* _Instruction a_
Using the SQL*Module text below, decide whether each statement agrees with it, answering yes or no and quoting the deciding words. (i) SQL*Module implicitly defines a cursor for INSERT, UPDATE, and DELETE statements. (ii) The procedures SQL*Module generates are functions that return values. (iii) In Ada applications, the generated specification files do not need to be compiled.
==== Text section
If the host language parameter is a character type, and has an associated indicator variable, a returned indicator value greater than zero indicates that the returned value was truncated. The value of the indicator is the original (un-truncated) length, in bytes, of the column or expression value.
Programs that retrieve data from a table can work in two different ways. In one case, a query might be constructed that expects either one row of data to be returned, or no row. For example, if the program performs a request such as ''give me the name of the employee whose employee number is 7499", where the employee number is a primary key of the table (and hence, by definition, unique), the request either returns the name of the employee whose employee number is 7499, or returns an indication that no such employee exists in the table.
If no employee exists with that number, the query procedure returns a ''no data found" indication in the SQLCODE or SQLSTATE parameter.
For Oracle to process any SQL statement, a cursor is required. However, SQL*Module implicitly defines a cursor for INSERT, UPDATE, and DELETE statements, as well as SELECT statements.
However for queries that can return multiple rows, an explicit cursor must be defined in the module or stored package to fetch all the rows. You can use static cursors, or cursor variables. See "Cursors" for a description of cursor variables.
See the code in "Module Language Sample Program" for several examples that use explicit cursors.
The SQL*Module compiler generates specification files. These are text files that contain declarations for the module or interface procedures that SQL*Module generates.
You must include the specification file directly in the source of your host application. The name of the specification file is the base name of the Module Language output file for SQL*Module, with a system-specific extension. These extensions are documented in "Specification File".
In Ada applications, you must compile the specification file (or files) that SQL*Module generates. You then include the specification for the module procedures or stubs in each application that calls module procedures or stubs using the with context clause.
The naming of specification files is discussed in detail in Chapter 6, "Demonstration Programs".
You call procedures generated by SQL*Module using the normal procedure call format of the host language. Procedures can only return values in parameters, including the SQLCODE and SQLSTATE parameters. The generated procedures are not functions.
========
==== Material to process
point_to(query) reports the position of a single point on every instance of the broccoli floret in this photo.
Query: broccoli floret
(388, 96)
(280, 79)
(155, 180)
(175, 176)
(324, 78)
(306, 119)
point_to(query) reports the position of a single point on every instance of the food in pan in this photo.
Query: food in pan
========
* _Instruction b_
Reproduce every line of the records above word for word, with nothing changed.

* _Correct answer a_
(i) Yes: "SQL*Module implicitly defines a cursor for INSERT, UPDATE, and DELETE statements, as well as SELECT statements."
(ii) No: "The generated procedures are not functions."
(iii) No: "In Ada applications, you must compile the specification file (or files) that SQL*Module generates."

* _Correct answer b_
point_to(query) reports the position of a single point on every instance of the broccoli floret in this photo.
Query: broccoli floret
(388, 96)
(280, 79)
(155, 180)
(175, 176)
(324, 78)
(306, 119)
point_to(query) reports the position of a single point on every instance of the food in pan in this photo.
Query: food in pan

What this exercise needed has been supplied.